Source document:

Expanded unemployment benefits help small businesses, too

Justin Ho Jul 27, 2020
Heard on:
A hostess at a Miami restaurant waits for customers behind a partition. The expanded unemployment benefits helped small businesses make decisions early in the pandemic. Joe Raedle/Getty Images
HTML EMBED:
COPY

When Sophie Blake closed her jewelry store in Virginia at the beginning of the pandemic, she said she had some difficult conversations with her four employees. Two she furloughed, and the other two she cut to part time.

When she first heard about the expanded unemployment benefits from the federal government, she encouraged her employees to apply.

“My first initial response was, go ahead and take it because this is extra support for you,” Blake said. “Because I don’t know when I will be able to rehire you back.”

Blake had applied for a Paycheck Protection Program loan at the time but wasn’t sure whether she’d get one. She also knew that one of her employees was asthmatic and expecting a child, and should probably stay away from work.

“For her, the decision was very clear,” Blake said.

The clarity of the expanded benefits helped businesses make decisions about their own futures early in the pandemic.

“Initially it was a lifesaver,” said Mark Frier, who owns three restaurants in Vermont and had to lay off about 130 employees when COVID hit.

Frier said the expanded unemployment benefits, which included an additional payment of $600 a week, let him focus on making plans to stay in business while ensuring that his employees would be taken care of in the meantime.

“We want them to succeed, and we want to help them grow their careers, and we hope to continue to employ them well into the future,” Frier said.

Small businesses, whether they’re restaurants or jewelry stores, also need to know that their customers can afford to come in and spend money, said Nathan Tankus, research director for the Modern Money Network and the author of Notes on the Crises.

“That’s the whole idea around these kinds of programs, that are supposed to sustain demand,” Tankus said. “That they have all these indirect, knock-on positive effects.”

The resurgence of infections in parts of the country is having a negative effect on demand. Blake reopened her jewelry store, but sales have fallen this month. Frier has brought back about 100 of the employees he laid off but said he wants that more robust safety net to be there if he has to close again.

“That’s the elephant in the room constantly with other restaurant owners that I talk to,” Frier said. “That fear that we’re going to have to re-close come fall, and then what happens?”

Frier got a PPP loan but said it’ll likely run out soon. And of his three restaurants, the one that’s doing the best is the one with the most outdoor seating. But in the fall, it’s going to get cold. Frier said he’s worried that then, he won’t be able to make enough money to keep his doors open.

What to do: According to the article on expanded unemployment benefits, how many employees did Mark Frier lay off when COVID hit? You won't need the records to work with this article.

Supplied data:
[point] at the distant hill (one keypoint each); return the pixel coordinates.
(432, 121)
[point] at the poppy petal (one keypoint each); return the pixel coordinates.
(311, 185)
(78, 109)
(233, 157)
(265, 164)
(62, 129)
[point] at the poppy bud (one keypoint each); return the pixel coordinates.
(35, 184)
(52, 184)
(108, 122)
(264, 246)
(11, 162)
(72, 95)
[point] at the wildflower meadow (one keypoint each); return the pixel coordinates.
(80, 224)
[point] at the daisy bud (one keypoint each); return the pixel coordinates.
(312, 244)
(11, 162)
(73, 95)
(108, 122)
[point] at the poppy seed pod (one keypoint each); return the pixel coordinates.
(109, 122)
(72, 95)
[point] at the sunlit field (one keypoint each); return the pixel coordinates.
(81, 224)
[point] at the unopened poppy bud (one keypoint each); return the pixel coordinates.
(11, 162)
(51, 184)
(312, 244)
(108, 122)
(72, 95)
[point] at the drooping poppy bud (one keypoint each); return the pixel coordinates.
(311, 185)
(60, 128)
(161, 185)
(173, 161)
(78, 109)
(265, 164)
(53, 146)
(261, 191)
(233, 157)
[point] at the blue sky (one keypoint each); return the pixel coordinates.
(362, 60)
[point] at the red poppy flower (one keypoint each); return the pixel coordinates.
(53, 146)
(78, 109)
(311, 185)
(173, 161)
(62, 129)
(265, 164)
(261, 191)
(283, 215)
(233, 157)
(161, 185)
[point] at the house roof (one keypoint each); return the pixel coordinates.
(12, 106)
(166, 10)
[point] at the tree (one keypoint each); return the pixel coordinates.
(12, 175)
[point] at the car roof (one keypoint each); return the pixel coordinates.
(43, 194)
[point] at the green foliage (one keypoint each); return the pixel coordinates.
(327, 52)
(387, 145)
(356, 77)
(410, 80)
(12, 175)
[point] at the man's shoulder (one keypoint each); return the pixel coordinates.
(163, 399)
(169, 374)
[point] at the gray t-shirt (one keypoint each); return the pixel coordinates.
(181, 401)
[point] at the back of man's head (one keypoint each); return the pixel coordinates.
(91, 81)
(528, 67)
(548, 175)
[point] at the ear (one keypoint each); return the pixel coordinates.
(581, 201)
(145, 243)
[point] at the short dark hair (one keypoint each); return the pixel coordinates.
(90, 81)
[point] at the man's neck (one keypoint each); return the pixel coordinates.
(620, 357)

Answer space: About 130 employees.